• [WHAT IS NEEDED]: How many lines of the entries below contain the word "river"? Reply with the number alone.

____ DATA TO USE

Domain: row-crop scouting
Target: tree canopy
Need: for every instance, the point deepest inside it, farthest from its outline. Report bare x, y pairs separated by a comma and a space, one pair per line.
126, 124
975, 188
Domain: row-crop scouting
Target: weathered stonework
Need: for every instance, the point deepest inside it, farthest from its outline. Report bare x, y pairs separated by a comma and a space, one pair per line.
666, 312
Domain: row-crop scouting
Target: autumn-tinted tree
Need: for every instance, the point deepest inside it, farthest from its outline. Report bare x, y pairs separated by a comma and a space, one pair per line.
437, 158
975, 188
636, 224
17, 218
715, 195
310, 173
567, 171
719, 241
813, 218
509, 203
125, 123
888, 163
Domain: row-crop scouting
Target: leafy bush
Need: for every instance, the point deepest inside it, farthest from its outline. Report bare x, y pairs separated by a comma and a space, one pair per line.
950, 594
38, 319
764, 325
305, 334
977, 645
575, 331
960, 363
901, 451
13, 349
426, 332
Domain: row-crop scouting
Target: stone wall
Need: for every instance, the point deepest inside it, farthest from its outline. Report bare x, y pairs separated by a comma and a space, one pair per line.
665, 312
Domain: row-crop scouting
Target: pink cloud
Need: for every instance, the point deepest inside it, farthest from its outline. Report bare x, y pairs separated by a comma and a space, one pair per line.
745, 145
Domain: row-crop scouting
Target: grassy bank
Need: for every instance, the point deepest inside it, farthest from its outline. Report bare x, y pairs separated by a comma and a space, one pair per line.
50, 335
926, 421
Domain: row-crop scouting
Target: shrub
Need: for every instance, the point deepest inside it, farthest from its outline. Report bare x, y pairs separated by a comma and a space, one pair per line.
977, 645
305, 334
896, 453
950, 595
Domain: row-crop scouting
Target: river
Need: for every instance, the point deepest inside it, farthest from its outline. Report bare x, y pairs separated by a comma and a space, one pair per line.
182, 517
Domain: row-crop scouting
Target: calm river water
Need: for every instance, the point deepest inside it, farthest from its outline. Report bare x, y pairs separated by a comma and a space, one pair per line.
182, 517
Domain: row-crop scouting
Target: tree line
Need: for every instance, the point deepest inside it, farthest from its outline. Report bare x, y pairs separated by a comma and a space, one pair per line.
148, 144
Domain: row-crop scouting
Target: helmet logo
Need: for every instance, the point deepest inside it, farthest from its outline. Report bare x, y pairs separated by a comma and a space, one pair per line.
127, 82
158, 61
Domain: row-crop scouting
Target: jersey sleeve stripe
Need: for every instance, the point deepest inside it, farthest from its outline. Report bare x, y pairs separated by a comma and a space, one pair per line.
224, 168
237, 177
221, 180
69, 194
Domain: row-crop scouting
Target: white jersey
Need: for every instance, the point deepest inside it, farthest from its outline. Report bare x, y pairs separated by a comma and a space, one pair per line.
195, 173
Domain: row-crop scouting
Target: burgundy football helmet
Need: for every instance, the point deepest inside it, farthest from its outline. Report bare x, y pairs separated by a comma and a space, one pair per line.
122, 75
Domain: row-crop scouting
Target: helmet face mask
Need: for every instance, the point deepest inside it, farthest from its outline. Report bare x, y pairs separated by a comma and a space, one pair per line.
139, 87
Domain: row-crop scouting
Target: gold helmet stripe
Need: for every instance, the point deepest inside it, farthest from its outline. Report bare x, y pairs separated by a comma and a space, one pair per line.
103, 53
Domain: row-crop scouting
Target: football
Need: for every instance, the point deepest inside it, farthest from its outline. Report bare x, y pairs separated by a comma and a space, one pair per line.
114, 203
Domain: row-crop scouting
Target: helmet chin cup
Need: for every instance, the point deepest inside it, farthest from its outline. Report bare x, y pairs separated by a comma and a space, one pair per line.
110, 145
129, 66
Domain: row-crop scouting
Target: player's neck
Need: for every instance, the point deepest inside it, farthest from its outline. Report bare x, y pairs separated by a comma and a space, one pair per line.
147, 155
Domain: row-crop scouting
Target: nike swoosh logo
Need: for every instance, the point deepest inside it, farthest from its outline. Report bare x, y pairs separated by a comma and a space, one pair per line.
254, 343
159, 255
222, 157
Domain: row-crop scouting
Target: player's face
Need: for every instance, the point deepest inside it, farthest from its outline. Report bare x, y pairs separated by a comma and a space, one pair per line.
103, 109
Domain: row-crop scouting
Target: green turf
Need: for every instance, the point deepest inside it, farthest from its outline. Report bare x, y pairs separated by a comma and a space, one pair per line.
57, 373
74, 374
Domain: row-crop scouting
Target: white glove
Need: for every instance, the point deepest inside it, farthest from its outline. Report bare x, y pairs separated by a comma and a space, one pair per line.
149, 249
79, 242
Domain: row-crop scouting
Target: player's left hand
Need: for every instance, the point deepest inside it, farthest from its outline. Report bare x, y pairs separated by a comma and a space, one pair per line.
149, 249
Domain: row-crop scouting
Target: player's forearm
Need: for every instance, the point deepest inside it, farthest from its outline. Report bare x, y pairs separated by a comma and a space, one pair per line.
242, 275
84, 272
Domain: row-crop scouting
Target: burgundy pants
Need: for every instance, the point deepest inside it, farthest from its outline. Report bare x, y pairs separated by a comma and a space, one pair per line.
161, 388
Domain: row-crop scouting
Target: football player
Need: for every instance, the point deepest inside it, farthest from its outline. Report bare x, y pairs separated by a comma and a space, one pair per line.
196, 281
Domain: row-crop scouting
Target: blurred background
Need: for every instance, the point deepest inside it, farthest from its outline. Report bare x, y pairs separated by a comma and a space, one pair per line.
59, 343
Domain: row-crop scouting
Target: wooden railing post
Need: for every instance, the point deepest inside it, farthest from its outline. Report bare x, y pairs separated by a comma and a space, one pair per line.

________

• [SOLUTION TO THIS PROBLEM]: 2